◆ REQUIRED WORK
[A] Answer these questions from the weather modification article, each on its own line:
(i) How far ahead does long lead-time forecasting look?
(ii) Which two bodies supply the stream gauge instrumentation?
(iii) How much additional mountain snowpack is weather modification aiming for?
[B] Please recast the paragraph of the weather modification article that begins "Weather modification project lead Barry Lawrence" as a short list, keeping its main facts.
[C] Decide whether each statement agrees with the weather modification article. Answer yes or no, and quote the words that settle it.
(i) Tootle is a civil engineering assistant professor at UW.
(ii) This year is the first year of current funding.
(iii) Current forecasting looks three to nine months ahead.

Weather modification’s effect studied downstreamWritten by Christy Hemken
“Streamflow is strongly driven by the amount of snowfall in the mountains, so if we can improve forecasting from snowpack we can show how current weather modifications will result in increased streamflow down below,” explains Tootle, a civil engineering assistant professor at UW.
In addition, the project is working on long lead-time forecasting, which looks at climate signals three to nine months ahead, versus the current zero- to three-month forecasting.
Tootle and his team rely on current stream gauge instrumentation from the U.S. Geological Survey and the WWDC, but this year marks the third and final of current funding and Tootle says the final step is to develop a physical model of the North Platte.
“In the physical model we could enter in how much more snow we’re getting as a result of weather modification, and we could see how much the model says we’ll get in additional streamflow as a result,” he says.
“Ultimately the stakeholders are interested in how much more water they’re getting from weather modification,” says Tootle, calling himself the “bottom line” person. “If the weather modification folks come to me and say they’ve increased snowpack from 16 to 18 inches, I’ll be able to tell them how much more streamflow they’ll see as a result.”
Weather modification project lead Barry Lawrence of the WWDC says with weather modification they’re looking for 10 to 15 percent additional snowpack in the mountains. “We want to be able to translate that into additional streamflow in the basin, then we need to enter project costs and figure out how much we’re paying per additional acre-foot of water at the bottom line – that’s a critical piece of the project,” he says.

◆ SUPPLIED INFORMATION
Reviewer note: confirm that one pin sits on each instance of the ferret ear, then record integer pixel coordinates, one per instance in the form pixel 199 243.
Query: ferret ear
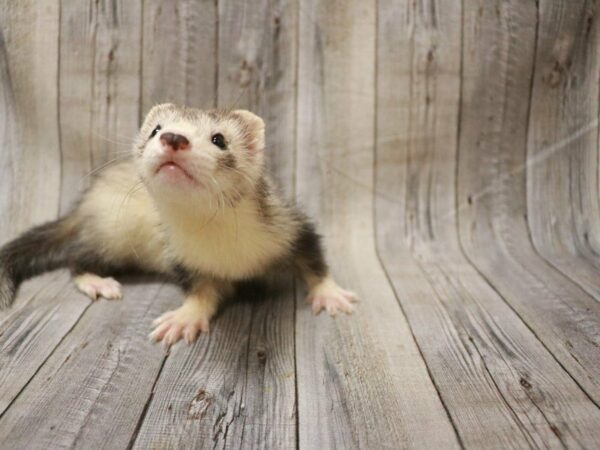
pixel 156 111
pixel 256 126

◆ SOLVED TASKS
[A]
(i) Three to nine months ahead.
(ii) The U.S. Geological Survey and the WWDC.
(iii) 10 to 15 percent.

[B]
- Barry Lawrence of the WWDC leads the weather modification project.
- The project aims for 10 to 15 percent additional snowpack in the mountains.
- That gain is to be translated into additional streamflow in the basin.
- Project costs are then entered to find the cost per additional acre-foot of water, which he calls a critical piece of the project.

[C]
(i) Yes: "a civil engineering assistant professor at UW"
(ii) No: "this year marks the third and final of current funding"
(iii) No: "versus the current zero- to three-month forecasting"